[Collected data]

════════

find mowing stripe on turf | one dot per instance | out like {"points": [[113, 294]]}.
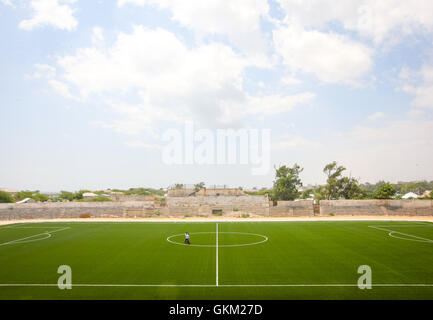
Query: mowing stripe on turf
{"points": [[25, 239], [217, 255], [391, 232]]}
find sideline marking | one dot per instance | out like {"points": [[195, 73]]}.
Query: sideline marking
{"points": [[25, 239], [392, 232], [221, 285], [217, 257], [265, 238]]}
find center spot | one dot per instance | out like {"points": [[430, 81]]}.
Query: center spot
{"points": [[225, 239]]}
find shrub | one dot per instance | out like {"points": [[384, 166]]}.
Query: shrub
{"points": [[6, 197], [100, 199], [385, 191]]}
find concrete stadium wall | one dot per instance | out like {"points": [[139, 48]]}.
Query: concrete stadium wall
{"points": [[13, 211], [377, 207], [205, 204], [291, 209]]}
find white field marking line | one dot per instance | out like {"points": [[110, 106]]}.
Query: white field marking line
{"points": [[391, 232], [29, 237], [217, 256], [224, 245], [221, 285]]}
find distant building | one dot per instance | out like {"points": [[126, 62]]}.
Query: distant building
{"points": [[426, 193], [410, 195], [11, 191], [89, 195]]}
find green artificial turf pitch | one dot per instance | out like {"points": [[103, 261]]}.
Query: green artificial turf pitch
{"points": [[242, 260]]}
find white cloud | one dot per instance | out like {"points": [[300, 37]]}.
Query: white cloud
{"points": [[330, 57], [97, 37], [43, 71], [239, 20], [399, 150], [290, 80], [55, 13], [376, 20], [60, 88], [292, 141], [376, 116], [172, 82], [7, 3], [419, 84]]}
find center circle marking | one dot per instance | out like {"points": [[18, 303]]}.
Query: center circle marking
{"points": [[169, 239]]}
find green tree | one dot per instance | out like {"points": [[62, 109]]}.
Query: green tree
{"points": [[385, 191], [66, 195], [306, 194], [6, 197], [334, 182], [287, 182], [40, 197], [199, 186], [350, 189]]}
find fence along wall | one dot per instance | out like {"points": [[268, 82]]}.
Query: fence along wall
{"points": [[180, 206], [12, 211], [291, 209], [377, 207]]}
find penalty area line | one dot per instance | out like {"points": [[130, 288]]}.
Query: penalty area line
{"points": [[220, 285]]}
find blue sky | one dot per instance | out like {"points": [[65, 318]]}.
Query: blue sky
{"points": [[88, 88]]}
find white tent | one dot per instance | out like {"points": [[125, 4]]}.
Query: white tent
{"points": [[26, 200], [410, 195]]}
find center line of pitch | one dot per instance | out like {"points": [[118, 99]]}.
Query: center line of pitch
{"points": [[217, 255]]}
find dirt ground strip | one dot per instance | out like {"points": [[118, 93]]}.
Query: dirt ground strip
{"points": [[227, 219]]}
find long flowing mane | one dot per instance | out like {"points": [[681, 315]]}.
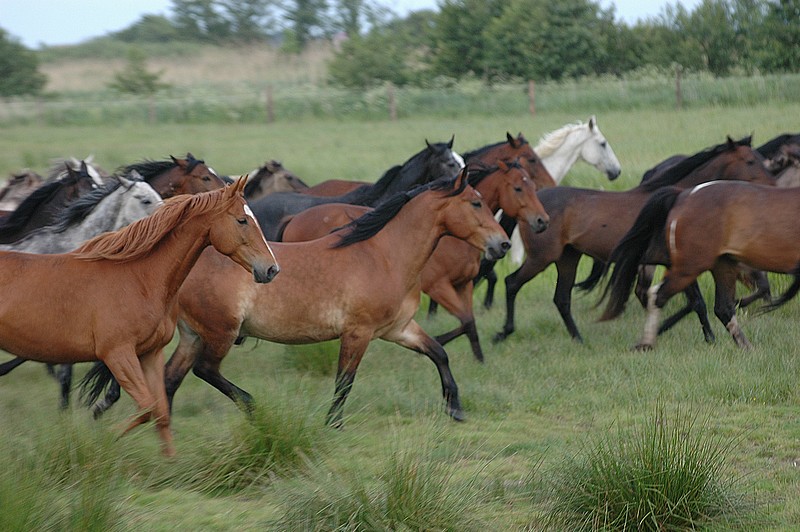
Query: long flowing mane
{"points": [[677, 172], [139, 238], [551, 141], [369, 224]]}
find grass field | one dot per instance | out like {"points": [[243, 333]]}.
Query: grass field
{"points": [[533, 408]]}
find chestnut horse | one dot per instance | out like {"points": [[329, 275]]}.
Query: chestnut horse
{"points": [[176, 176], [119, 292], [592, 222], [507, 151], [712, 227], [448, 275], [376, 264]]}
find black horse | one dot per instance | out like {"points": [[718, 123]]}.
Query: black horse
{"points": [[434, 161]]}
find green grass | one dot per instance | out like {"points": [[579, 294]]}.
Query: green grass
{"points": [[531, 408]]}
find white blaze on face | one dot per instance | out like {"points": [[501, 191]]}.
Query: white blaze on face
{"points": [[249, 212]]}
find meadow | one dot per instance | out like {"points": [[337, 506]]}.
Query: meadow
{"points": [[540, 406]]}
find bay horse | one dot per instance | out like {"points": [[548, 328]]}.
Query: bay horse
{"points": [[269, 178], [176, 176], [558, 150], [432, 162], [42, 206], [142, 265], [18, 187], [712, 227], [592, 222], [376, 262], [447, 276]]}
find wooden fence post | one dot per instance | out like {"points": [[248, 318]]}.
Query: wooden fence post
{"points": [[391, 101], [269, 104], [531, 97]]}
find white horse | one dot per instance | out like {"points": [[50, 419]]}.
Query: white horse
{"points": [[120, 202], [562, 148]]}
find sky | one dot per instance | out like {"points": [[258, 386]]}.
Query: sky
{"points": [[56, 22]]}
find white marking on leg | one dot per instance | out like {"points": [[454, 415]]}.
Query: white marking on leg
{"points": [[653, 314]]}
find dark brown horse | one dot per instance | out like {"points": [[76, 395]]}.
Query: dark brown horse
{"points": [[591, 222], [43, 205], [114, 299], [376, 264], [448, 275], [712, 227]]}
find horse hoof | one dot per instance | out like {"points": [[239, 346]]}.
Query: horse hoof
{"points": [[457, 414]]}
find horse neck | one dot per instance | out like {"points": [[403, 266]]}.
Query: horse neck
{"points": [[408, 239], [170, 261], [559, 162]]}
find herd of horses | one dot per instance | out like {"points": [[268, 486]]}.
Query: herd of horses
{"points": [[222, 259]]}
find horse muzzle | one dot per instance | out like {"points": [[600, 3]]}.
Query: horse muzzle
{"points": [[266, 274], [497, 247]]}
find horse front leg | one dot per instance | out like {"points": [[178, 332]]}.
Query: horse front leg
{"points": [[353, 345], [414, 338]]}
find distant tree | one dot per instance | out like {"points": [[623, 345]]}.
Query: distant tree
{"points": [[20, 68], [307, 19], [136, 79], [149, 28]]}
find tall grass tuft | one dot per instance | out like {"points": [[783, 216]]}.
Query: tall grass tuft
{"points": [[72, 479], [281, 433], [664, 474], [415, 489]]}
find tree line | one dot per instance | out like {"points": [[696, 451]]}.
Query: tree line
{"points": [[493, 40]]}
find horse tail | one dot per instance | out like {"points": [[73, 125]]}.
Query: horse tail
{"points": [[786, 296], [95, 382], [594, 277], [630, 251]]}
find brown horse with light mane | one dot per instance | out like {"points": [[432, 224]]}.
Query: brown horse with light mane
{"points": [[507, 151], [711, 227], [119, 292], [361, 285], [448, 275]]}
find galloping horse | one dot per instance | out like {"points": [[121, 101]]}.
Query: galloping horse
{"points": [[269, 178], [142, 265], [376, 263], [711, 227], [42, 206], [433, 162], [176, 176], [18, 187], [448, 275], [591, 222], [559, 150]]}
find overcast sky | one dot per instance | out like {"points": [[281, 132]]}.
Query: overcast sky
{"points": [[54, 22]]}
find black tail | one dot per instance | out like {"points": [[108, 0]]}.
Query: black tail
{"points": [[630, 251], [95, 382], [594, 277], [786, 296]]}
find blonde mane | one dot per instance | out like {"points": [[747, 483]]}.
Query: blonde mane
{"points": [[550, 142], [139, 238]]}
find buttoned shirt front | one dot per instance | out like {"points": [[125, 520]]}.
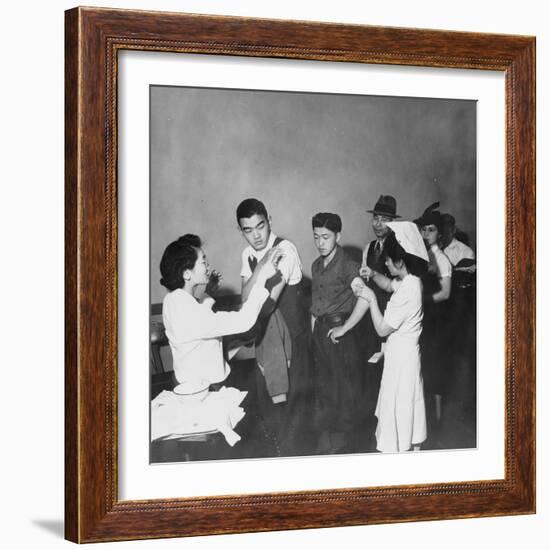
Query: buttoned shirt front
{"points": [[290, 265], [331, 290]]}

════════

# [GOAL]
Lay out the entries above as a two-column CSV with the headers "prompt" and "points", giving each entry one row. Put the entry's text in the first field and its answer in the second, each in double quotes with line breaks replaced by spaces, and leave the pictures out.

# [ANSWER TO THIS PROBLEM]
prompt,points
"find mowing stripe on turf | one dot per instance | out like {""points"": [[113, 294]]}. Query: mowing stripe on turf","{""points"": [[25, 239], [217, 255], [391, 232]]}"
"find sideline marking | one dot per instance | out like {""points"": [[195, 73]]}. Query: sideline marking","{""points"": [[25, 239], [392, 232], [221, 285], [217, 257], [265, 238]]}"
"find center spot | one dot per instance | out like {""points"": [[430, 81]]}. Query: center spot","{""points"": [[225, 239]]}"
"find shrub | one dot per instance | out like {""points"": [[384, 166]]}. Query: shrub","{""points"": [[6, 197], [100, 199], [385, 191]]}"
"find concrete stadium wall | one dot per instance | out like {""points"": [[139, 48]]}. Query: concrete stadium wall","{""points"": [[13, 211], [377, 207], [205, 204], [291, 209]]}"
"find white field marking line | one dot per instance | out like {""points"": [[110, 106]]}. Query: white field marking line","{""points"": [[391, 232], [29, 237], [217, 256], [224, 245], [221, 285]]}"
"find distant building | one dot per instance | out like {""points"": [[126, 62]]}. Query: distant building","{""points"": [[426, 193], [410, 195], [11, 191], [89, 195]]}"
"find green artificial turf pitch | one dot per instance | out like {""points"": [[103, 261]]}. Query: green artificial turf pitch","{""points"": [[242, 260]]}"
"find white cloud | one dot per instance | out like {""points"": [[300, 37]]}. Query: white cloud","{""points"": [[330, 57], [97, 37], [43, 71], [239, 20], [399, 150], [290, 80], [55, 13], [376, 20], [60, 88], [292, 141], [376, 116], [172, 82], [7, 3], [419, 84]]}"
"find center circle marking | one dot per instance | out like {""points"": [[18, 303]]}. Query: center circle marking","{""points"": [[169, 239]]}"
"find green tree | one dot per instance | out like {""points"": [[62, 109]]}. Query: green tree","{""points"": [[385, 191], [66, 195], [306, 194], [6, 197], [334, 182], [287, 182], [40, 197], [199, 186], [350, 189]]}"
"find fence along wall | one dot per instance | out like {""points"": [[268, 82]]}. Query: fence along wall","{""points"": [[180, 206], [12, 211], [291, 209], [377, 207]]}"
"find penalty area line | one dot per instance | out like {""points"": [[130, 288]]}. Query: penalty area line","{""points"": [[220, 285]]}"
"find blue sky | one dot per instance | out like {""points"": [[65, 318]]}. Query: blue sky","{""points"": [[88, 88]]}"
"find white tent | one dot per instance | out like {""points"": [[125, 4]]}. Query: white tent","{""points"": [[26, 200], [410, 195]]}"
"find center line of pitch | one dot per instance | out like {""points"": [[118, 99]]}. Query: center line of pitch","{""points"": [[217, 255]]}"
"find dirt ground strip | one dot per instance | out like {""points"": [[118, 93]]}. Query: dirt ground strip","{""points"": [[227, 219]]}"
"find long flowing mane | one dot per instance | out like {""points"": [[681, 315]]}. Query: long flowing mane","{""points"": [[677, 172], [139, 238], [551, 141], [369, 224]]}"
"find grass field | one dot per instance | out like {""points"": [[243, 333]]}. Query: grass field","{""points"": [[533, 408]]}"
"find chestnut horse | one dot per instance | out like {""points"": [[329, 275]]}. Query: chestnut horse","{""points"": [[176, 176], [119, 292], [592, 222], [507, 151], [712, 227], [448, 275], [376, 264]]}"
"find black horse | one dot per instance | out like {""points"": [[718, 123]]}. Query: black horse","{""points"": [[434, 161]]}"
"find green grass | one dot per instance | out like {""points"": [[579, 294]]}. Query: green grass","{""points"": [[531, 408]]}"
"find white blaze on face | one dot per instance | out like {""points"": [[501, 191]]}. Query: white blaze on face","{""points"": [[249, 212]]}"
"find meadow | one dot per instance | out like {""points"": [[337, 506]]}. Query: meadow","{""points"": [[540, 406]]}"
"find bay horse | one dot per instance | out like {""points"": [[548, 328]]}. Query: bay horse","{""points"": [[269, 178], [176, 176], [558, 150], [432, 162], [42, 206], [142, 265], [18, 187], [712, 227], [592, 222], [376, 262], [447, 276]]}"
"find wooden fence post | one dot per instance | out like {""points"": [[248, 318]]}. Query: wooden fence post","{""points"": [[391, 101], [269, 104], [531, 97]]}"
"find white horse | one dot per instance | out like {""points"": [[50, 419]]}. Query: white horse","{""points"": [[120, 202], [562, 148]]}"
"find sky | one dot per instance | out like {""points"": [[258, 386]]}. Query: sky","{""points"": [[56, 22]]}"
"find white marking on leg | one dot per instance | out like {""points"": [[454, 415]]}. Query: white marking on leg","{""points"": [[653, 314]]}"
"find dark brown horse | one dot per instance | out like {""points"": [[76, 395]]}. Query: dark brown horse","{""points"": [[591, 222], [43, 205], [114, 299], [376, 264], [448, 275], [712, 227]]}"
"find horse hoof | one dot per instance | out like {""points"": [[239, 346]]}. Query: horse hoof","{""points"": [[457, 414]]}"
"find horse neck | one dot per instance | out like {""points"": [[403, 266]]}. Query: horse neck","{""points"": [[408, 239], [170, 261], [559, 162]]}"
"find herd of horses | one dot per instance | out like {""points"": [[268, 486]]}. Query: herd of horses","{""points"": [[222, 259]]}"
"find horse muzzle | one dot per instance | out like {""points"": [[600, 3]]}. Query: horse muzzle","{""points"": [[266, 274], [497, 247]]}"
"find horse front leg | one dot per instance | out like {""points"": [[178, 332]]}. Query: horse front leg","{""points"": [[353, 345], [414, 338]]}"
"find distant tree | one dot per instance | out like {""points"": [[623, 345]]}. Query: distant tree","{""points"": [[20, 68], [307, 19], [136, 79], [149, 28]]}"
"find tall grass tuft | one dot per instance | out like {""points"": [[783, 216]]}. Query: tall grass tuft","{""points"": [[72, 479], [281, 433], [664, 474], [415, 489]]}"
"find tree line | one dot per instance | out like {""points"": [[696, 451]]}. Query: tree line","{""points"": [[493, 40]]}"
"find horse tail | one dot per instance | out like {""points"": [[73, 125]]}. Query: horse tail","{""points"": [[786, 296], [95, 382], [594, 277], [630, 251]]}"
"find brown horse with light mane | one dot per instance | out like {""points"": [[432, 224]]}. Query: brown horse with light mane","{""points"": [[507, 151], [711, 227], [119, 292], [361, 285], [448, 275]]}"
"find galloping horse | one dot per instance | out like {""points"": [[121, 101]]}. Query: galloping horse","{""points"": [[269, 178], [142, 265], [376, 263], [711, 227], [42, 206], [433, 162], [176, 176], [18, 187], [448, 275], [591, 222], [559, 150]]}"
"find overcast sky | one dot per instance | out like {""points"": [[281, 132]]}. Query: overcast sky","{""points"": [[54, 22]]}"
"find black tail | one dot per instance | out like {""points"": [[108, 0]]}. Query: black tail","{""points"": [[630, 251], [95, 382], [594, 277], [786, 296]]}"
"find blonde mane | one dot per instance | out like {""points"": [[747, 483]]}. Query: blonde mane","{""points"": [[550, 142], [139, 238]]}"
"find buttoned shirt front | one dot per instance | out like {""points"": [[125, 520]]}. Query: buttoned shirt front","{""points"": [[290, 265], [331, 290]]}"